Supplied text:
══════════
Let's wrap the numbers in a graph format:


To be honest, the results are quite not spectacular, but they are (at least for me) quite unexpected.

I always thought that writing logs to local file, by pg itself, will be cheapest – if only because there is the smallest amount of work – just write to file, done.

And clearly I was wrong. Based on the data it looks that remote syslog is fastest. Of course – differences are pretty minuscule.

It could be related to the fact that I generated only ~ 200kB of logs per second, which is a far cry from what I've seen on some production databases, but still – it looks like syslog got significantly better from the moment I last tested it (long time ago, many years).

If there is something to be learned from here: I shouldn't assume anything based on old data. And, using centralized logserver using syslog is viable option. If it only would be configured by default to use millisecond precision timestamps…


Based on comments from Greg and Misha, I redid the tests.

This time I:

  • used much smaller scale 200 (database is 2997MB, which is well within
    limits of what can be cached in memory
  • used prepared queries, using -M prepared

Results (logged is number of queries logged):

test: 1 thread 4 threads 8 threads logged:
tps latency tps latency tps latency
baseline 5836.255782 0.165391 23583.174056 0.162684 57390.149029 0.134150 0
stderr 4800.454728 0.201865 31978.609844 0.120551 48523.682677 0.159566 74040209
csvlog 4817.617233 0.201162 31298.471743 0.123280 47151.244997 0.164370 74158326
syslog 4829.737144 0.200529 31645.829444 0.121924 47683.654548 0.162490 394561
remote-syslog 5041.920666 0.191886 31662.549237 0.121897 47822.122371 0.162015 398045

Graph looks like this:


The drop for baseline with 4 threads is not understandable for me. But I did repeat the test and saw the same thing. No idea why.
══════════
Data segment:
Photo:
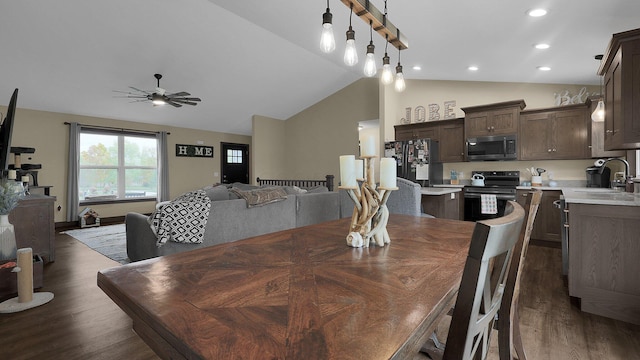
══════════
Given exercise 1: In the logging benchmark text, rewrite the part that opens with the words "Let's wrap the" and closes with "ago, many years).", replacing "minuscule" with "tiny".
Given exercise 2:
Answer these from the logging benchmark text:
(a) About how much log data per second did the author generate?
(b) What database size came from using scale 200?
(c) Which option was used to run prepared queries?

Correct result 1:
Let's wrap the numbers in a graph format:


To be honest, the results are quite not spectacular, but they are (at least for me) quite unexpected.

I always thought that writing logs to local file, by pg itself, will be cheapest – if only because there is the smallest amount of work – just write to file, done.

And clearly I was wrong. Based on the data it looks that remote syslog is fastest. Of course – differences are pretty tiny.

It could be related to the fact that I generated only ~ 200kB of logs per second, which is a far cry from what I've seen on some production databases, but still – it looks like syslog got significantly better from the moment I last tested it (long time ago, many years).

Correct result 2:
(a) About 200kB of logs per second.
(b) 2997MB.
(c) -M prepared.